-- Information given start --

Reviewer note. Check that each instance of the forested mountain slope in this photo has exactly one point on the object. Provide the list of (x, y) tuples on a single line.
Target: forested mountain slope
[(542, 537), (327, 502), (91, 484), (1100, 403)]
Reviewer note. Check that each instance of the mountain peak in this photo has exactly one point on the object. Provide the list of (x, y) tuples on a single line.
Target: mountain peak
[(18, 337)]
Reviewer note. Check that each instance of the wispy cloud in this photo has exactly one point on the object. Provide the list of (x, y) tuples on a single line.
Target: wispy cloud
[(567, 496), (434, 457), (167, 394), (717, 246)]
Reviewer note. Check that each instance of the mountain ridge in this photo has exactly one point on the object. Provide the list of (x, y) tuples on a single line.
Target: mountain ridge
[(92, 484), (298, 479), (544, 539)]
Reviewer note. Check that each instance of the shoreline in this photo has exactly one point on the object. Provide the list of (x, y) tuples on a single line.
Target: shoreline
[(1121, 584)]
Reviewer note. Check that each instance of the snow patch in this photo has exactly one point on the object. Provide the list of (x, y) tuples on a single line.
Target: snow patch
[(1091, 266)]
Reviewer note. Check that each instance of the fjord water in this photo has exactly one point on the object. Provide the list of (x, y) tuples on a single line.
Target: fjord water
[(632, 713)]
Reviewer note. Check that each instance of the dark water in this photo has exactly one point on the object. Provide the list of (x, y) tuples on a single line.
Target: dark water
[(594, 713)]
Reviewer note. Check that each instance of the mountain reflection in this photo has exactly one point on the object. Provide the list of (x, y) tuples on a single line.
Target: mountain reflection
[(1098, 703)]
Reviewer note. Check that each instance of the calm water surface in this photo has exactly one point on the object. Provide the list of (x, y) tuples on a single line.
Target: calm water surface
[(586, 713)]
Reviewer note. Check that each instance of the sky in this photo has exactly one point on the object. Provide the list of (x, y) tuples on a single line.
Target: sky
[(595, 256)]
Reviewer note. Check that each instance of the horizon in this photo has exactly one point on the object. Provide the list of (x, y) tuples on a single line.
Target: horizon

-- Information given end --

Starting with the line that contains "Reviewer note. Check that each instance of the wispy", repeat each line through the last one exactly as it appears. Include both ends and nothing more.

Reviewer note. Check that each instance of the wispy cloud in this photo has exactly one point on the object. Provide the list of (x, y) tuples on a single line.
Target: wispy cloud
[(567, 496), (434, 457), (167, 394), (717, 246)]
Reviewer note. Check that each instance of the mountain ridge in this photo has exactly one point on the object. Provide the list of (x, y) tuples on a single line.
Target: mountain ridge
[(92, 484), (298, 479), (544, 539)]
Reviewer note. Check that each instance of the shoreline in this photo has exactly one point on the object. Provide the list of (x, y) tuples on a single line.
Target: shoreline
[(1121, 584)]
Reviewer note. Check that each instance of the snow patch in this photo has exactly one point on the object. Provide the list of (x, y) tuples on a single line.
Target: snow patch
[(1091, 266)]
Reviewer note. Check that each instance of the fjord water in this photo has exactly one point on the object. Provide the list of (x, y) tuples on a single line.
Target: fjord water
[(632, 713)]
Reviewer note. Check that each instance of the dark water in this photo has exactly one point on the object. Provide the list of (x, y) tuples on a single line.
Target: dark water
[(594, 713)]
Reviewer note. Check that each instance of the mountain reflection in this photo has exactly one point on the object. Provide the list of (x, y) tuples on a single line.
Target: mountain reflection
[(1098, 703)]
Reviewer note. Check that each instance of the calm water surface in this photo has exactly one point on the object. Provide the list of (x, y) tuples on a single line.
Target: calm water surface
[(586, 713)]
Reviewer note. Check that each instance of the sky in this photo has exactly one point on the object. Provide the list of (x, y) tuples on a single line.
Target: sky
[(595, 256)]
Reviewer note. Check that each instance of the horizon in this photo has exactly one point on the object. Provide the list of (x, y) tuples on a single line.
Target: horizon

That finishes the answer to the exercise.